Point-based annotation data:

■ ■ ■ ■ ■ ■ ■

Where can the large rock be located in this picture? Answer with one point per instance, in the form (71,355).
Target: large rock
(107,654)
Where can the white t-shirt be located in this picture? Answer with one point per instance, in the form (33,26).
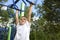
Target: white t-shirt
(23,31)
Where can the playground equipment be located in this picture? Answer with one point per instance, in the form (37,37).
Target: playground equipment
(14,6)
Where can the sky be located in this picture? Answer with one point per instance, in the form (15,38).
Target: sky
(19,5)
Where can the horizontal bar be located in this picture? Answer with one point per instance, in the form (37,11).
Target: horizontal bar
(12,7)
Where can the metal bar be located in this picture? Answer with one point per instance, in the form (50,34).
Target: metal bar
(12,7)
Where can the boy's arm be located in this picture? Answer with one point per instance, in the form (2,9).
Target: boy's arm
(29,14)
(17,20)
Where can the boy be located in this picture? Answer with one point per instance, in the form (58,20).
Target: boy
(23,26)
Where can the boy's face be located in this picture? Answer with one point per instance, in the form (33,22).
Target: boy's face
(22,20)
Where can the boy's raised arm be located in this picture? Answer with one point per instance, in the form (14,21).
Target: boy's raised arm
(30,11)
(17,20)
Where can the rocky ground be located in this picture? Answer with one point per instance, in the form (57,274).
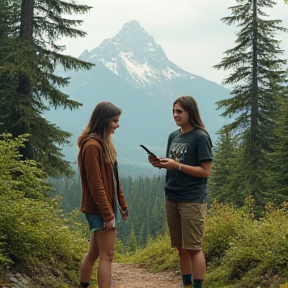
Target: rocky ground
(129,276)
(123,275)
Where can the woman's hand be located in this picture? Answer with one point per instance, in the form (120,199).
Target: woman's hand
(109,224)
(124,214)
(155,161)
(168,163)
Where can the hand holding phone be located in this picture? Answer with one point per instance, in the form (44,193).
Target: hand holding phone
(148,151)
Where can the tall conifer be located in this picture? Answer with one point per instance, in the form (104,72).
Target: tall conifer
(257,75)
(30,64)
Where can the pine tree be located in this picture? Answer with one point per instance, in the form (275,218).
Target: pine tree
(257,76)
(30,64)
(225,184)
(278,192)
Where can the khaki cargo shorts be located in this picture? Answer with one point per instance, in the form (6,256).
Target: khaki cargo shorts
(186,224)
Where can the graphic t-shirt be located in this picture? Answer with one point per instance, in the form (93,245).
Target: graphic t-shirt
(190,148)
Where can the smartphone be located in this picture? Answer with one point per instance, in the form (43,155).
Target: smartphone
(148,151)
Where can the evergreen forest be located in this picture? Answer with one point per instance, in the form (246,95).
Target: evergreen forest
(42,231)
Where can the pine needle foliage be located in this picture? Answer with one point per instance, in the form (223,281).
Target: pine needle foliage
(31,57)
(257,77)
(34,235)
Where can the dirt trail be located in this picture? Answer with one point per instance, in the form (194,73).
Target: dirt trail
(129,276)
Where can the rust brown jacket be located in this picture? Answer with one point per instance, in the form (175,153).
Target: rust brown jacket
(98,181)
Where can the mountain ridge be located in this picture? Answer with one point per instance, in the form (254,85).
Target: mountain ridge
(133,72)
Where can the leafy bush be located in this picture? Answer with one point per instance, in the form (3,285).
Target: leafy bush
(222,227)
(256,254)
(33,231)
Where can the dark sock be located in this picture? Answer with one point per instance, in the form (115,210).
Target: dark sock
(198,283)
(187,279)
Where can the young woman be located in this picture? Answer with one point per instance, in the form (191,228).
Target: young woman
(101,191)
(188,164)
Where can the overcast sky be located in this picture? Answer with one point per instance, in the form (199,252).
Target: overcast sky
(189,31)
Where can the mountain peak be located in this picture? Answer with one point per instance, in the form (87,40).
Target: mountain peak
(133,24)
(134,55)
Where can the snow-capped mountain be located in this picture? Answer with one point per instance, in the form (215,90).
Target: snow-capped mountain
(132,71)
(135,57)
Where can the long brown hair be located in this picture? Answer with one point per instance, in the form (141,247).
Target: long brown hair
(101,115)
(189,104)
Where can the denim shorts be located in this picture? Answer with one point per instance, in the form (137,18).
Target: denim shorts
(186,224)
(95,221)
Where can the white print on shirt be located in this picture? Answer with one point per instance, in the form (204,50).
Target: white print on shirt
(177,151)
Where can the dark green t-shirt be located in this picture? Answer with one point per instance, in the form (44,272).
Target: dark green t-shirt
(190,148)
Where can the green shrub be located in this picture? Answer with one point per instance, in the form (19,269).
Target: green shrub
(222,228)
(33,231)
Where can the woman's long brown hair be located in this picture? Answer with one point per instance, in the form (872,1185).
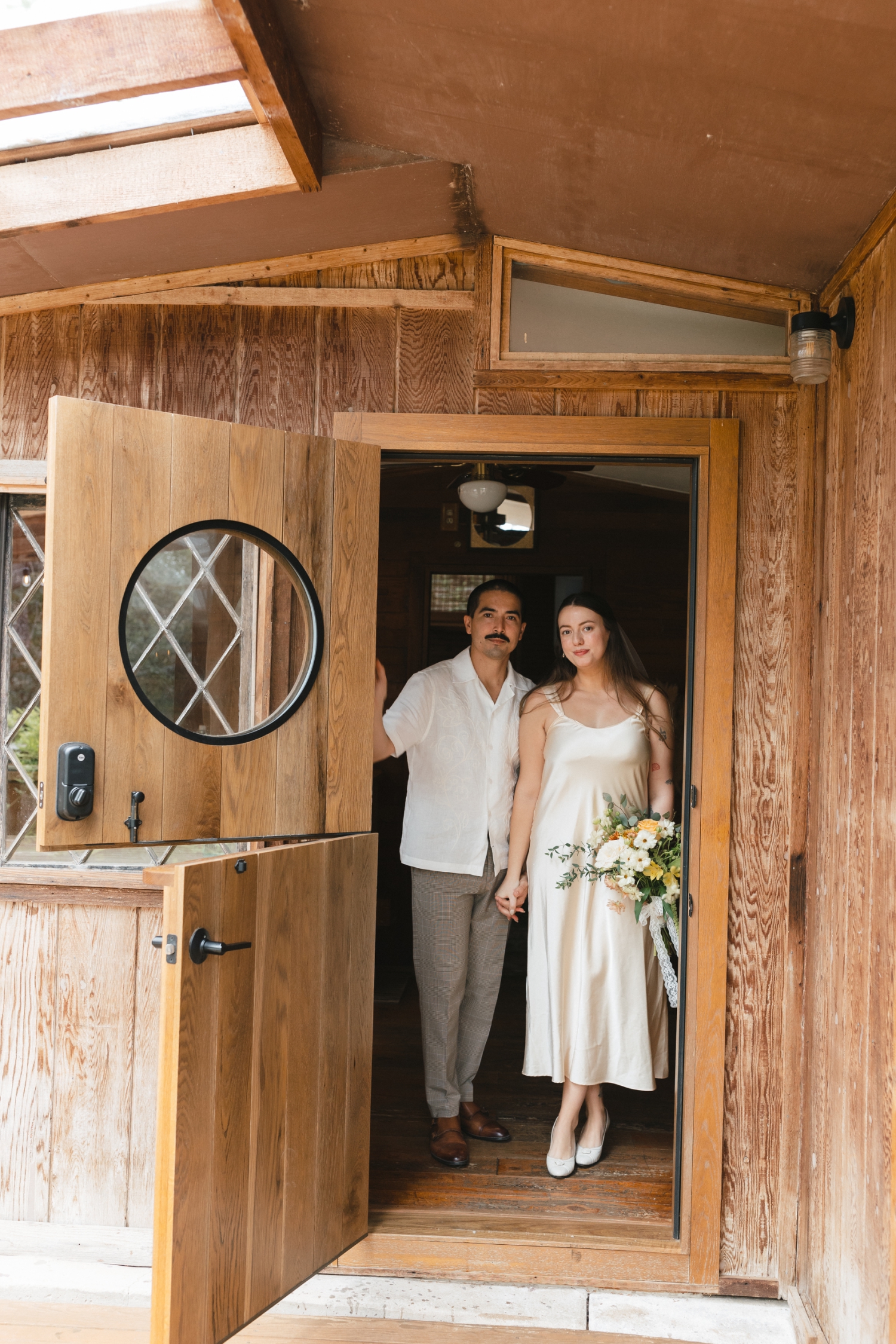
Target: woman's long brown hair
(625,678)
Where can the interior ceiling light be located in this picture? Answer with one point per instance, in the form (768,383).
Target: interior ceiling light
(483,491)
(809,344)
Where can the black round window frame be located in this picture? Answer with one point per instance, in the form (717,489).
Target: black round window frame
(272,544)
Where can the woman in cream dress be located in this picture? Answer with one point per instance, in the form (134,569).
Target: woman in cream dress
(596,1000)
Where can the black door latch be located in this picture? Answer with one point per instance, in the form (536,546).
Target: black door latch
(201,947)
(135,821)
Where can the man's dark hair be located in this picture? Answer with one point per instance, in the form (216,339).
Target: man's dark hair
(495,586)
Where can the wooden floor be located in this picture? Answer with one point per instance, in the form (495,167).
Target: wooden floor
(633,1181)
(26,1323)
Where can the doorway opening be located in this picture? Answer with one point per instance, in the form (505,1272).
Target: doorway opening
(625,531)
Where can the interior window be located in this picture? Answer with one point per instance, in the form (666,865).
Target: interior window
(553,312)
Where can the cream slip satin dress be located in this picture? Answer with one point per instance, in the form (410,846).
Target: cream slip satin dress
(596,1000)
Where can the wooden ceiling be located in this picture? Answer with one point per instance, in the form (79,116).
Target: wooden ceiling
(747,139)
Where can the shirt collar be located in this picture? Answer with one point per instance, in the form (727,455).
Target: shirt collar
(462,670)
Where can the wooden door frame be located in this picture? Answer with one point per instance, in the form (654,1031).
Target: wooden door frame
(625,1257)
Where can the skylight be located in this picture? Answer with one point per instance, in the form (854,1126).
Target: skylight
(105,119)
(23,14)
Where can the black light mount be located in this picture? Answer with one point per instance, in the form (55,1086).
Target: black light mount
(843,324)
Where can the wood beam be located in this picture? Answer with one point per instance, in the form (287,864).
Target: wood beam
(860,252)
(268,268)
(281,296)
(143,179)
(115,56)
(257,35)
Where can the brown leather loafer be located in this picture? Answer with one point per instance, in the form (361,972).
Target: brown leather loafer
(476,1123)
(448,1144)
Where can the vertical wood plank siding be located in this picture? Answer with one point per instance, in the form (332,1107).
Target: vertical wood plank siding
(844,1239)
(293,369)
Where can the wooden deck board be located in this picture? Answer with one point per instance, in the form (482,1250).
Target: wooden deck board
(633,1181)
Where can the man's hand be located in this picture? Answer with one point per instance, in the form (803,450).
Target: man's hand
(381,688)
(511,897)
(382,742)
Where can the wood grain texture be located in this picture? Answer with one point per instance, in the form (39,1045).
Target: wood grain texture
(140,511)
(845,1248)
(357,370)
(360,881)
(766,708)
(452,271)
(434,362)
(349,757)
(260,1062)
(247,770)
(262,269)
(27,1049)
(39,359)
(76,611)
(277,369)
(120,355)
(192,772)
(142,1163)
(93,1066)
(198,362)
(308,530)
(714,818)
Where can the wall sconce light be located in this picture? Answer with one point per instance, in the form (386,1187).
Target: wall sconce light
(809,344)
(483,491)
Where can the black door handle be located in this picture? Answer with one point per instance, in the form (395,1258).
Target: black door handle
(201,947)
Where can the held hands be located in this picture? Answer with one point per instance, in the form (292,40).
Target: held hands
(511,897)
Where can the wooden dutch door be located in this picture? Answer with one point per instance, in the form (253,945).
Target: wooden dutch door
(207,654)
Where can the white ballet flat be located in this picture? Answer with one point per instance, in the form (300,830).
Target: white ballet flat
(559,1167)
(590,1156)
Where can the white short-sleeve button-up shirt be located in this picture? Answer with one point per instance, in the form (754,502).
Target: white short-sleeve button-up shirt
(464,760)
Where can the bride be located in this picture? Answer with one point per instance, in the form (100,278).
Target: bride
(596,1000)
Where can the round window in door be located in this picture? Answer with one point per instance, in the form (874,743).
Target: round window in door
(220,632)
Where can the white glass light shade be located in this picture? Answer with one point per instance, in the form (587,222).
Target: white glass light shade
(809,355)
(483,497)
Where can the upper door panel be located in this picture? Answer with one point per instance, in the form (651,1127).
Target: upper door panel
(217,633)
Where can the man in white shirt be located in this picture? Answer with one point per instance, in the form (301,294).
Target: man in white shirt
(458,722)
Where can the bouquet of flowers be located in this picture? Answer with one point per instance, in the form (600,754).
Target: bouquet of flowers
(639,855)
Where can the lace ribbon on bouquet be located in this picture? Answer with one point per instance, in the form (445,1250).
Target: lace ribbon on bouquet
(655,917)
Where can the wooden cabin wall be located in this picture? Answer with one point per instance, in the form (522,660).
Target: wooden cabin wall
(845,1245)
(78,1055)
(294,368)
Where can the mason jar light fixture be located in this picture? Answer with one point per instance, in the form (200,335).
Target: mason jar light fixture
(809,343)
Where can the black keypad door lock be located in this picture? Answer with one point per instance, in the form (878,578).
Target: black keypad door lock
(74,781)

■ ■ ■ ■ ■ ■ ■

THE REQUEST –
Take the line holding "Where can the lace" and all lines after it through the end of the data, and set them down exactly.

CORRECT OUTPUT –
Where can the lace ribbon on bouquet be located in this picture? Answer with one point per instance, in the form (445,1250).
Target: lace ribbon on bouquet
(655,917)
Where can the wooden cabin wall be located in this picture? Answer with one point per instance, in the form (522,660).
Target: wooden cabin wall
(845,1245)
(78,1055)
(294,368)
Where can the mason jar light fixture be located in this picture? Answer with one point per instance, in the form (200,335).
Target: mason jar light fixture
(809,343)
Where can the black keypad door lock be located in this picture? Answer with one point per instance, in the form (878,578).
Target: black keypad door lock
(74,781)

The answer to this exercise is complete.